Stored data entries:
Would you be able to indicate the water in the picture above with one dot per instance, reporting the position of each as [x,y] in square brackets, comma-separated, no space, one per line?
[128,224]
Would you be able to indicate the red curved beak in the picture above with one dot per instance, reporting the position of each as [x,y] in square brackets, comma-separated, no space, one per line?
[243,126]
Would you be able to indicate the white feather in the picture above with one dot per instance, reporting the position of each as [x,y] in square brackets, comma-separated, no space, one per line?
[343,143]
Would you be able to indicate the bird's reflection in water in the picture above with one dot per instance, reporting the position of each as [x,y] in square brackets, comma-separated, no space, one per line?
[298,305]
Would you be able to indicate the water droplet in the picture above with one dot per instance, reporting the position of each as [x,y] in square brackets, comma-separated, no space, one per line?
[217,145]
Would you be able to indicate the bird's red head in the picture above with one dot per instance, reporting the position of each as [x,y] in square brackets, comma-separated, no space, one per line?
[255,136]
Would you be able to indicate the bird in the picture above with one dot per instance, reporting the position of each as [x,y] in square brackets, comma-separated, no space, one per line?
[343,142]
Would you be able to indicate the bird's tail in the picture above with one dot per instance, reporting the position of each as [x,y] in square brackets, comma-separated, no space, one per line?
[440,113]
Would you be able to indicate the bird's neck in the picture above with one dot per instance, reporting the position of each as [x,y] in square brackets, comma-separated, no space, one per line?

→ **PROMPT**: Transcribe the records above exactly.

→ **WORKED SOLUTION**:
Would you be able to indicate the water in the picture above with one dot per instance, reporting the position of each as [x,y] in square brackets, comma-separated, no space, one per line?
[128,224]
Would you be able to indicate the red curved beak in the picture above with one dot per instance, reporting the position of each as [x,y] in square brackets, comma-separated, no space, one per line?
[243,126]
Would you be able to indicate the white feather in the picture above with one dot per instance, reporting the position of each as [x,y] in square brackets, comma-separated, no space, one per line?
[343,143]
Would you be able to indicate the bird's reflection in water in the picture above with one dot per instance, reporting the position of each as [x,y] in square brackets, comma-separated, no space, one per line?
[298,305]
Would you be able to indicate the water droplet in the picture above with one dot per instance, reporting the position of each as [x,y] in square brackets, comma-separated, no space, one per line?
[217,145]
Would you be able to indicate the bird's red head in the picture above with one dot per instance, reporting the position of each as [x,y] in square brackets, comma-separated, no space, one per line?
[255,136]
Would you be able to indicate the bird in the picture above with one dot per instance, reporting the position of each as [x,y] in square brackets, comma-separated, no space, one per line?
[343,142]
Would you be able to indicate the bird's tail in the picture above with one dot per instance, reporting the position of each as [x,y] in square brackets, comma-separated, no space, one per line?
[440,113]
Would you be able to indicate the bird's neck in the picture above with one dot per instance, reporting the position of each as [x,y] in square brackets, comma-separated, no space, one per line?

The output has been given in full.